-- TEXT SEGMENT --
################
Would they be valid reasons for wanting a different school does anyone know?
If he has a statement, the admission process is entirely separate (and earlier) so you do need to ask about this. You will probably need to be quite insistent in speaking to someone and be prepared to
nag ring daily.
If you suspect his statement won't apply for admission purposes, you should apply at the normal time even if you are relying on social and medical criteria.
Firstly, you need to check if the small school actually gives priority for social and medical needs. Not all of them do. If they don't, proving a need to attend won't help get a place but would help at appeal. If it does have a social and medical criteria, you need to send all the evidence you have with his application. This isn't just proof of diagnosed conditions but medical opinion that says the school you are asking for is the best one for his needs.
A small school is certainly something that may be a factor but I would be wary of raising English as an additional language as a concern. Most children who have English as their second language speak it just as well as children who have it as their first language byt the time they start school. And if this isn't the case, it could contradict your point - if the catchment school have a lot of children at the early stages of English, they must be experienced at supporting language learning.
I agree with tiggy. I think it is likely that a school with 70% EAL would be very geared up to supporting your DS's speech and communication needs. Do you have evidence to suggest this is not the case?
If I were you, I'd push to keep the statement until the end of the phase (ie the end of EYFS). It will be easy to argue that a change in setting will set your DS back anyway. How are they using the statement funding at pre-school?
EAL can be very misleading. Our DD is officially EAL, as are two others in her class, but: she speaks English like the native speaker she actually is.
She is classed as EAL because at home we only speak German to her, she only now, with 6, starts to speak German to us.
So, before rejecting a school with higher EAL percentage, check how exactly this is affecting the class/school.
The admission process is all around dates and if you are looking for admission under a medical / social category or under a statement of SEN, then you need to get them agreed now. If you get to the cutoff date which will be 15th Jan 2014, then you will be allocated a place on the basis of the admission criteria.
################
-- EXTRACTED ENTRIES --
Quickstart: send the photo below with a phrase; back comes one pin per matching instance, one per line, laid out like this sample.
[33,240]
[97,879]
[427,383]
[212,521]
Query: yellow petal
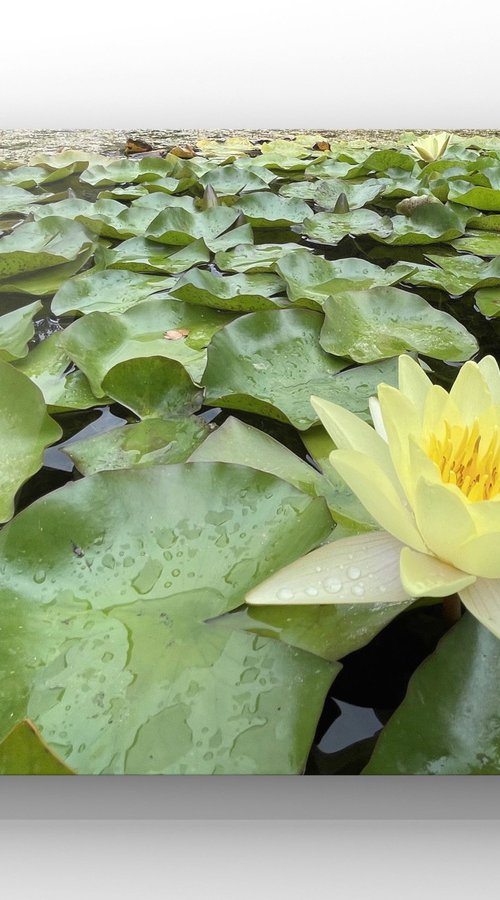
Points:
[401,420]
[470,392]
[481,555]
[378,495]
[413,382]
[425,576]
[361,569]
[482,599]
[349,432]
[488,367]
[443,520]
[438,407]
[376,414]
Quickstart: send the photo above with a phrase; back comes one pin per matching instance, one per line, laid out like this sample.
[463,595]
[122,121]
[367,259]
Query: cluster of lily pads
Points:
[204,301]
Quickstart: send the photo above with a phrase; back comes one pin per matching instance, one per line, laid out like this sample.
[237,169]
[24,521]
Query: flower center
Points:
[465,459]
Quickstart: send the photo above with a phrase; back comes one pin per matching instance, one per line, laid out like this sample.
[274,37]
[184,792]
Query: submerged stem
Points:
[452,609]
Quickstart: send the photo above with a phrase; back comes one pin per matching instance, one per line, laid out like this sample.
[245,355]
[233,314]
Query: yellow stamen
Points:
[459,459]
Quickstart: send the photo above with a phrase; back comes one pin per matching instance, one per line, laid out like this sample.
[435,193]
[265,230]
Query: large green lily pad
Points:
[39,245]
[230,292]
[267,210]
[16,330]
[386,321]
[26,431]
[179,226]
[128,677]
[312,277]
[49,367]
[99,341]
[270,362]
[105,291]
[23,752]
[153,387]
[140,255]
[448,721]
[152,442]
[331,228]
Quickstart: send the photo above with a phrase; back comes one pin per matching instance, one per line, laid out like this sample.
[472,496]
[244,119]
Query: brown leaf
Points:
[136,145]
[176,334]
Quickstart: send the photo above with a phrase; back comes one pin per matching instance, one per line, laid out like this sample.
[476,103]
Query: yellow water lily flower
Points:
[432,146]
[429,474]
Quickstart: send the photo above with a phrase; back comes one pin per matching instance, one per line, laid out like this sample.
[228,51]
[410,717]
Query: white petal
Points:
[361,569]
[425,576]
[376,414]
[482,599]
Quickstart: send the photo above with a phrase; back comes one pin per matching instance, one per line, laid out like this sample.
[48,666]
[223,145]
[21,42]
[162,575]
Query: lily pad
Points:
[99,340]
[484,198]
[331,228]
[16,330]
[448,721]
[384,322]
[251,258]
[153,387]
[268,210]
[270,362]
[23,752]
[481,243]
[230,292]
[431,223]
[152,442]
[27,431]
[229,180]
[15,199]
[309,276]
[129,677]
[49,367]
[106,291]
[180,227]
[358,195]
[39,245]
[140,255]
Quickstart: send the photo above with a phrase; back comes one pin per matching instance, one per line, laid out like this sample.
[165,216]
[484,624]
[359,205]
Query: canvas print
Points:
[249,453]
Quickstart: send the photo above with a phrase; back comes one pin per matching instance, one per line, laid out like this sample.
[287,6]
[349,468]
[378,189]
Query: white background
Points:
[315,64]
[249,63]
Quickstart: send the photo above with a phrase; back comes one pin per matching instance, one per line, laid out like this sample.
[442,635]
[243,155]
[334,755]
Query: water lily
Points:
[429,474]
[431,147]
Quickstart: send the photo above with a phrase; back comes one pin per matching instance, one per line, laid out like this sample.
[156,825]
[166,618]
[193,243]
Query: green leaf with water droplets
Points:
[23,752]
[16,330]
[25,433]
[270,362]
[109,583]
[99,341]
[386,321]
[448,722]
[230,292]
[106,291]
[152,442]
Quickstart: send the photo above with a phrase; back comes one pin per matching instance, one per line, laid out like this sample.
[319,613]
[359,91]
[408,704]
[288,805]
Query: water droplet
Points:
[332,585]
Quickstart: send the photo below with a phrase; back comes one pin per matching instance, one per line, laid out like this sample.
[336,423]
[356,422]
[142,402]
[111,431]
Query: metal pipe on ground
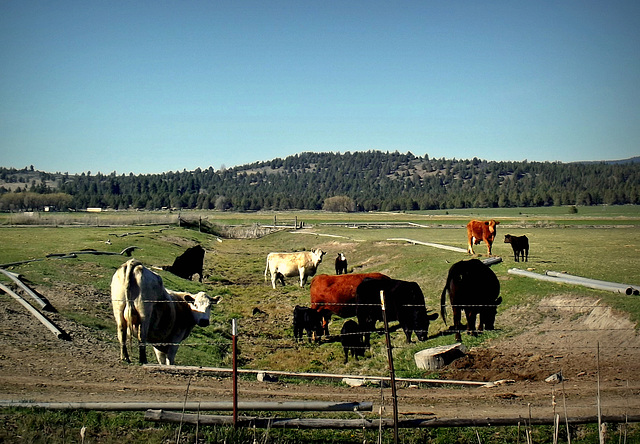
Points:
[263,406]
[47,323]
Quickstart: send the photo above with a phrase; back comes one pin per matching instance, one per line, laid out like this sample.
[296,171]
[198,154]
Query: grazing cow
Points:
[341,264]
[474,288]
[188,263]
[481,230]
[302,263]
[337,294]
[351,339]
[155,315]
[306,319]
[520,245]
[404,302]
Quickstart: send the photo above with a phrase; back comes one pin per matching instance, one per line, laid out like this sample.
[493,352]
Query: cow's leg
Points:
[471,322]
[303,277]
[326,318]
[161,357]
[143,329]
[122,330]
[171,355]
[408,334]
[457,316]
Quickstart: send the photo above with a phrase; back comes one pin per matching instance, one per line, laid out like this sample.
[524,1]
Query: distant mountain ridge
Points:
[635,159]
[367,181]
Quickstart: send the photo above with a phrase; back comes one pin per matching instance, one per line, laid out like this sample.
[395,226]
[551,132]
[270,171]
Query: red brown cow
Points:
[337,295]
[479,231]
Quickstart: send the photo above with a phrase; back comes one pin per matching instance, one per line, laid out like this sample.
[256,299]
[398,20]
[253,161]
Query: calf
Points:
[341,264]
[301,263]
[404,302]
[306,319]
[337,295]
[188,263]
[351,339]
[479,231]
[520,245]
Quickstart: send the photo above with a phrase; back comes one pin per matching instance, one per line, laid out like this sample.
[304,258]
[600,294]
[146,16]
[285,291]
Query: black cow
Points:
[351,339]
[188,263]
[341,264]
[306,319]
[474,288]
[404,302]
[520,245]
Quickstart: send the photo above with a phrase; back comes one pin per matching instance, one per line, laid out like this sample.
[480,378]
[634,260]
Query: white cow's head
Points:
[317,255]
[200,304]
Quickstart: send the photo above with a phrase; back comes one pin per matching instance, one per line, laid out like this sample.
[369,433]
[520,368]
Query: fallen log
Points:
[299,406]
[548,278]
[625,288]
[430,244]
[331,423]
[195,369]
[46,322]
[16,278]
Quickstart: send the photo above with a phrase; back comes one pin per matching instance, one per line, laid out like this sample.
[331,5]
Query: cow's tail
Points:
[132,291]
[443,300]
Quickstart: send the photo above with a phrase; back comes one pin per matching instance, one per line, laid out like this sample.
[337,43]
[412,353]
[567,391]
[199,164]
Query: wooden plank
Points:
[331,423]
[195,369]
[299,406]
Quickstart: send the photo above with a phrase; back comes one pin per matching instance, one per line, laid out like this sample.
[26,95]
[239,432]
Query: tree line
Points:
[358,181]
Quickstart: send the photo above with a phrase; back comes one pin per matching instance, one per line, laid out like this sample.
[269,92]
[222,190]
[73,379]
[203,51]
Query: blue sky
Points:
[157,86]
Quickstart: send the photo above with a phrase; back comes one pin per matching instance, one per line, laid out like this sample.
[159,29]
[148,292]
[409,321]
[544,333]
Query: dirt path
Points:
[561,334]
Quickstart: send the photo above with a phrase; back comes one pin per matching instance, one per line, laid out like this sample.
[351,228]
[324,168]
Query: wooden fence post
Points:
[392,373]
[234,335]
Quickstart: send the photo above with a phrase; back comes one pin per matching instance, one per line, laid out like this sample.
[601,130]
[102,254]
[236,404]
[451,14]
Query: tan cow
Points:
[163,318]
[481,230]
[301,263]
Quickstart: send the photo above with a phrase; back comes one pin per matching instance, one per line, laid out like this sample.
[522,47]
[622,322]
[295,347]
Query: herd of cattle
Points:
[145,309]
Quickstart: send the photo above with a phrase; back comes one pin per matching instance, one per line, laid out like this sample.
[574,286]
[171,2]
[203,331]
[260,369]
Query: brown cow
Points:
[337,294]
[481,230]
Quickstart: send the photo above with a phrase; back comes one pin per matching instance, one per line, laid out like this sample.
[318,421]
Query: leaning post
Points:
[234,336]
[392,374]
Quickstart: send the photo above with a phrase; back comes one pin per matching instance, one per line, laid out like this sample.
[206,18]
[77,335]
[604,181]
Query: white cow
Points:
[163,318]
[302,263]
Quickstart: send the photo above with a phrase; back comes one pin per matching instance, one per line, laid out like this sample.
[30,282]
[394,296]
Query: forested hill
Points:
[361,181]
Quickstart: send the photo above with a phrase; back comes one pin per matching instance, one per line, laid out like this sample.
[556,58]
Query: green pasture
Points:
[235,270]
[600,242]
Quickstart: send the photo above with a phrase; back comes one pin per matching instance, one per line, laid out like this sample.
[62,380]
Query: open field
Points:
[542,327]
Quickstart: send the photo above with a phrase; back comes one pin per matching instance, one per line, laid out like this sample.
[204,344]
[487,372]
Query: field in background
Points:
[596,242]
[587,245]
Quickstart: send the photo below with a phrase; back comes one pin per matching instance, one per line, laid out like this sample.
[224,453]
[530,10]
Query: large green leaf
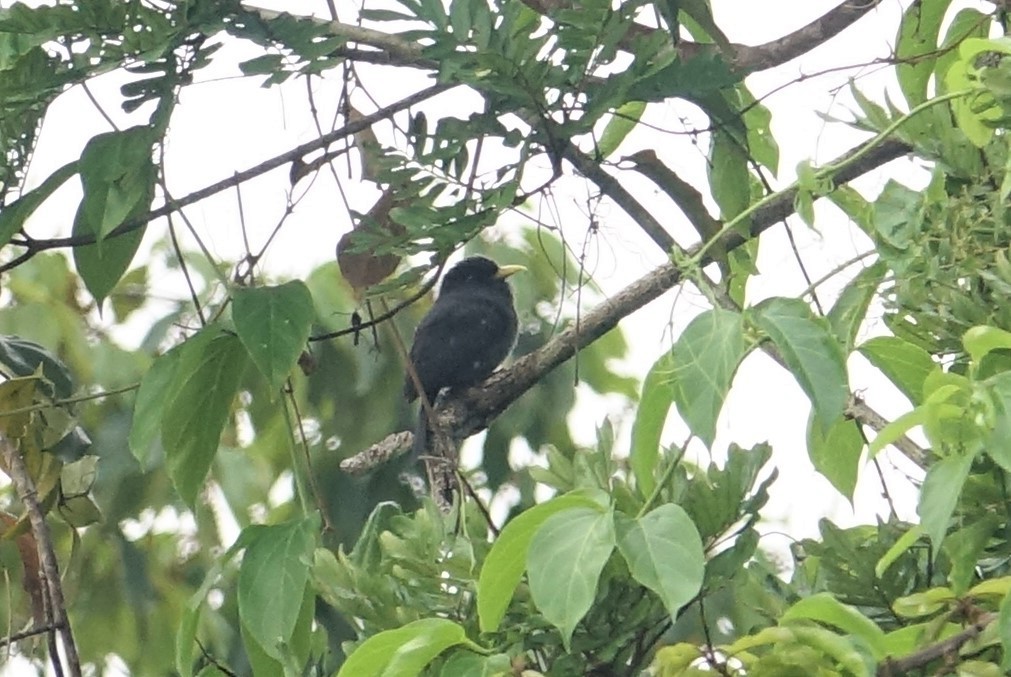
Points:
[939,494]
[812,354]
[149,406]
[564,563]
[272,579]
[403,652]
[116,172]
[826,608]
[658,391]
[13,215]
[664,553]
[836,454]
[906,365]
[728,172]
[273,323]
[507,560]
[706,358]
[118,178]
[206,380]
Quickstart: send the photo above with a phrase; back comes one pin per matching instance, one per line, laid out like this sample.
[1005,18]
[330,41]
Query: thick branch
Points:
[25,487]
[471,411]
[893,667]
################
-- ASSIGNED TASK --
Say whether each statement agrees with the text on school admission, answering yes or no and quoting the text's deciding words: (a) Not every small school gives priority for social and medical needs. (b) The cutoff date given is 15th Jan 2015. (c) One writer's family speaks only English to their daughter at home.

-- YOUR SOLUTION --
(a) Yes: "Not all of them do."
(b) No: "the cutoff date which will be 15th Jan 2014"
(c) No: "at home we only speak German to her"